> **Stated problem**
Report every line of the material below that contains the string "wall", copying each such line in full. Matching is case-sensitive.

# Start of Input records

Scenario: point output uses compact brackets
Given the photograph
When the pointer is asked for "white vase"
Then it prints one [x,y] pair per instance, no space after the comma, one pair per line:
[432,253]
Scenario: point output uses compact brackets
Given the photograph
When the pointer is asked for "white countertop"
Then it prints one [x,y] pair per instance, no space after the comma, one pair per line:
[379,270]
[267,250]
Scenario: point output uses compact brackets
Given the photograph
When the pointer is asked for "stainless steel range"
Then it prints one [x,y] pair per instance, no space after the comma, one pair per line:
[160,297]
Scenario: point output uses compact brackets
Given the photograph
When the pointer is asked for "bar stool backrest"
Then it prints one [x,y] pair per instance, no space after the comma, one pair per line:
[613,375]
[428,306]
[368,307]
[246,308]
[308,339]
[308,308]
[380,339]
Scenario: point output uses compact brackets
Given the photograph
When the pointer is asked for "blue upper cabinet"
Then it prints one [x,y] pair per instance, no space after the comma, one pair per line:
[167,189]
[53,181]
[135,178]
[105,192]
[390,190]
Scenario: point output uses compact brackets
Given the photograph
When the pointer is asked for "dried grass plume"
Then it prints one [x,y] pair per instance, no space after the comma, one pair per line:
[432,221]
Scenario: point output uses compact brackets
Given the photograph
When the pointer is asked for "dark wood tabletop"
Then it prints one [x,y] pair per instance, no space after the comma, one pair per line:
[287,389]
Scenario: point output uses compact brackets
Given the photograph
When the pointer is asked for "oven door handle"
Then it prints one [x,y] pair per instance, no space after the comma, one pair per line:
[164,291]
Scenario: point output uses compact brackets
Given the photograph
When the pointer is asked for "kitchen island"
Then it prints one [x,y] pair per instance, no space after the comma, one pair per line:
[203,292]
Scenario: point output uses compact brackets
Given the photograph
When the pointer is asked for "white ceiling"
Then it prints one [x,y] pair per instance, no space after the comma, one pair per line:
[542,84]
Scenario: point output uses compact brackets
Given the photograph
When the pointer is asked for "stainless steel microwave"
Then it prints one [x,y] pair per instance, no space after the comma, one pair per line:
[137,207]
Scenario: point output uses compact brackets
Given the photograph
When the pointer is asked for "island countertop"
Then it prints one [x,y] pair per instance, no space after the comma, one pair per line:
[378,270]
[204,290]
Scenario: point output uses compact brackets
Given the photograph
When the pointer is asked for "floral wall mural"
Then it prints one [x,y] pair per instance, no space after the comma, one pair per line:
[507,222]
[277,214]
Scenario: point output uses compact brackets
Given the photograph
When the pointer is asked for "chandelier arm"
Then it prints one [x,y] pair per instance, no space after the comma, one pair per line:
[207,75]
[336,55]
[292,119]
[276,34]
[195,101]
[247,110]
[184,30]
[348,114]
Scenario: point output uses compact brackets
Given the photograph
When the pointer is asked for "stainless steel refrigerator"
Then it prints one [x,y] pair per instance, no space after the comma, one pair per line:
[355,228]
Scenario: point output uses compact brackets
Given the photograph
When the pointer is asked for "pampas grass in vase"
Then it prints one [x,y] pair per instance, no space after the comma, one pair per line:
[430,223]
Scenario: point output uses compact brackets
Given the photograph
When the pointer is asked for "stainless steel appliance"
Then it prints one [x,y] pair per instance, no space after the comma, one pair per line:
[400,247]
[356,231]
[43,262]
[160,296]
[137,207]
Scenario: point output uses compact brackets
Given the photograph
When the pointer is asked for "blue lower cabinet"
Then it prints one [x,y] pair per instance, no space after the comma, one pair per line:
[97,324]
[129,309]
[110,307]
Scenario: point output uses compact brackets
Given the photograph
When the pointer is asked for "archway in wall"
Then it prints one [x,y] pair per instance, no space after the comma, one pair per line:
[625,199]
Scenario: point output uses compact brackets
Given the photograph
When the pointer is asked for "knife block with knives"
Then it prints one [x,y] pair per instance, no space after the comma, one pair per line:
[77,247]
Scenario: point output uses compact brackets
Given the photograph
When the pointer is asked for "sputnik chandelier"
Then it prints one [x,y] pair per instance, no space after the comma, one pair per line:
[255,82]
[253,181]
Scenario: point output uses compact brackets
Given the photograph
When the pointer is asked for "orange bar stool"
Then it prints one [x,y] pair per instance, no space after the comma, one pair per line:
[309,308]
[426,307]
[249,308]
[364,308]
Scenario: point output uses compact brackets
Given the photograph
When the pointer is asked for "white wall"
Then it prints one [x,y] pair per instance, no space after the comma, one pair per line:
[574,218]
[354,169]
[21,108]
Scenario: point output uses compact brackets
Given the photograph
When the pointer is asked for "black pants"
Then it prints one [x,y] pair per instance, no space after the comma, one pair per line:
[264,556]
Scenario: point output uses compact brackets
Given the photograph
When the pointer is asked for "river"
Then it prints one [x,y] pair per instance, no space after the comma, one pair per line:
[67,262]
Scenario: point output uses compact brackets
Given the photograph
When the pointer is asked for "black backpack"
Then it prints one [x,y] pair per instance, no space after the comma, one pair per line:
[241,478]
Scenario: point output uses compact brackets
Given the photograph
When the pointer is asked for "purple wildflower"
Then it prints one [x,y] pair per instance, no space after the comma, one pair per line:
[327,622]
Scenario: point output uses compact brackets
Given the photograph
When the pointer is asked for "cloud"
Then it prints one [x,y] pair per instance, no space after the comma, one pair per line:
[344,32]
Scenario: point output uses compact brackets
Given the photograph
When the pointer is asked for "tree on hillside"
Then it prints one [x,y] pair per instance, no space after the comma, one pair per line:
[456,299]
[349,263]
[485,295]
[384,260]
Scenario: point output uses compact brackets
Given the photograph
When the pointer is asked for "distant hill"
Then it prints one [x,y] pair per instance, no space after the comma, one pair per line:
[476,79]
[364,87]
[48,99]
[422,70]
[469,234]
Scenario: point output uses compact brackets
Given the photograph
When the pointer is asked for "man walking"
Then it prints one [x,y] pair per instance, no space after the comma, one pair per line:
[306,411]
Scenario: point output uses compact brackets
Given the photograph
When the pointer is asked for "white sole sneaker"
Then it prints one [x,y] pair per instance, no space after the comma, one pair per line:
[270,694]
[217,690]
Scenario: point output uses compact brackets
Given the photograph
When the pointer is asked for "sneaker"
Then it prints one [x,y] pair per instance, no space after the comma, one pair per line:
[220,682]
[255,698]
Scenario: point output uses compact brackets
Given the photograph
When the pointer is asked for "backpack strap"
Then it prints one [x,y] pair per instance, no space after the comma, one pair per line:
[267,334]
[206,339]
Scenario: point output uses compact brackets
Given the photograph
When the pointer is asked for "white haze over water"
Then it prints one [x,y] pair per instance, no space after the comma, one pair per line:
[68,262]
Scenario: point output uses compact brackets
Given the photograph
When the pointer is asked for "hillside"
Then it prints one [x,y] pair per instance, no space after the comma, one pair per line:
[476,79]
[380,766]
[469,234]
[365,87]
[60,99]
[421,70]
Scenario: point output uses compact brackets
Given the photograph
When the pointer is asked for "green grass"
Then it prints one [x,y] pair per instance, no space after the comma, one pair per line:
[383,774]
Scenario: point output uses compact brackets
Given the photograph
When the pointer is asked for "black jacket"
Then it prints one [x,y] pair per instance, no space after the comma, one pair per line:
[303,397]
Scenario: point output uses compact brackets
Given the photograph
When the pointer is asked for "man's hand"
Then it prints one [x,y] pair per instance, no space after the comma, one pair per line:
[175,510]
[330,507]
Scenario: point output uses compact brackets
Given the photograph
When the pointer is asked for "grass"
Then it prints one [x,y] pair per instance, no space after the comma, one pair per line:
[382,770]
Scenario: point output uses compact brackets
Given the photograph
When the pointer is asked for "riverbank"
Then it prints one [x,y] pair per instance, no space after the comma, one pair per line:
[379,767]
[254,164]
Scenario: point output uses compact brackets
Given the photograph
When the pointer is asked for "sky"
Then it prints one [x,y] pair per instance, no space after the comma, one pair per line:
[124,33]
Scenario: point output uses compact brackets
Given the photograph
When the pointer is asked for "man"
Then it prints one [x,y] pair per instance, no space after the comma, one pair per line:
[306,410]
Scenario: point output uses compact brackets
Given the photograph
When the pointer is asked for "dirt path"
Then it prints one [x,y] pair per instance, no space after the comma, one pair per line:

# End of Input records

> **Task result**
When the pointer is asked for "floral wall mural"
When the pointer is asked for "archway in wall"
When the pointer is asked for "white wall"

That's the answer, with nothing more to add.